━━━ GIVEN DATA ━━━

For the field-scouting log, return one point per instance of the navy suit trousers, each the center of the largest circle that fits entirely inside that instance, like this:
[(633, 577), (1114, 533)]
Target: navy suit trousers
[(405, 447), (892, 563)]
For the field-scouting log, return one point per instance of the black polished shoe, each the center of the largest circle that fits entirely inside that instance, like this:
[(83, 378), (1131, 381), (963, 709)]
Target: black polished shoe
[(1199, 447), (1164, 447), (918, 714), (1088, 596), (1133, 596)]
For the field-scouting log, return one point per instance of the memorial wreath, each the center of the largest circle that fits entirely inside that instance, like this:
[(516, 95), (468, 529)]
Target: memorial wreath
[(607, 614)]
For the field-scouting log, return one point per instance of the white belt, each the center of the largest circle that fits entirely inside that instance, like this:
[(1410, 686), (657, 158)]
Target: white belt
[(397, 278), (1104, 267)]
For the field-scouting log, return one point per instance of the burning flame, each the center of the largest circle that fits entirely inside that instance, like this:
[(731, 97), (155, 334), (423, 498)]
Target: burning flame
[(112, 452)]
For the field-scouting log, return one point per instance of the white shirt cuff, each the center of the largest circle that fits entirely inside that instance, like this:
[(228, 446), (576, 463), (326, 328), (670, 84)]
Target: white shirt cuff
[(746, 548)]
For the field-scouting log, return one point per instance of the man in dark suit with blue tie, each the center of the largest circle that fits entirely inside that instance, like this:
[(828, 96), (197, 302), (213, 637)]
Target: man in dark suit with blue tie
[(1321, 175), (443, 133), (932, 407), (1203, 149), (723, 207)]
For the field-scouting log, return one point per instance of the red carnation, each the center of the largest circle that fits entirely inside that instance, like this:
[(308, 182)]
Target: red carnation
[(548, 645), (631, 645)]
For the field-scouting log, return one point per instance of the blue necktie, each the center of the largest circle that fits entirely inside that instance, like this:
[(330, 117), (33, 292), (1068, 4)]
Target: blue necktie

━━━

Copy all of the data above line for line, with no changes.

CORRECT OUTPUT >>
For the field-scouting log, return one point per instance of the navy suit trousers, each the center of the largest circle that fits entirely inside that instance, like this:
[(633, 577), (1114, 533)]
Target: navy suit trousers
[(405, 447), (892, 563)]
For the field-scouting log, return one point per instance of the black polished shoe, each the center of the largest circle that fits entirely inside that instance, like this:
[(83, 378), (1131, 381), (963, 709)]
Target: black polished shoe
[(1199, 447), (1164, 447), (918, 714), (1088, 596), (1133, 596)]
For the field-scouting log, return one point per instance of the memorial wreath, each the center of the largest circle that fits entirely inside that instance, like this:
[(516, 95), (468, 529)]
Target: memorial wreath
[(607, 614)]
For the field-scouting log, return one point per instance of the white belt, each the center of the largest circle that fits entirely inside that instance, like this:
[(1410, 686), (657, 158)]
Target: white belt
[(397, 278), (1104, 267)]
For the field-scouting log, return one point per instance of the burning flame, each the center of the largest circle that fits entirely inside that instance, like this:
[(731, 97), (155, 334), (423, 498)]
Target: burning flame
[(112, 452)]
For the field-scouting log, return one point per instance of the white shirt cuff, each the center of the largest circle that fits entirely inside that instance, like this:
[(228, 446), (576, 463), (326, 328), (670, 84)]
Target: white shirt cuff
[(746, 548)]
For the field-scouting log, return one point per instance of the man in dark suit with blue tie, each the center of the largest circle that fits entirely inside that instance, like this:
[(828, 96), (197, 302), (213, 637)]
Target: man in dark suit with blue tie
[(1321, 175), (443, 133), (932, 407), (1203, 149), (723, 207)]
For the field-scouting log, return one point per instance of the red carnation, each the center of the largest circle that fits entirely inside that instance, like this:
[(308, 182)]
Target: red carnation
[(548, 645), (631, 645)]
For the field-scouting log, return one point per instance of the blue necktie, each the center of the largest circle that fits entirely inside that instance, like this:
[(330, 117), (33, 292), (1068, 4)]
Target: blue necktie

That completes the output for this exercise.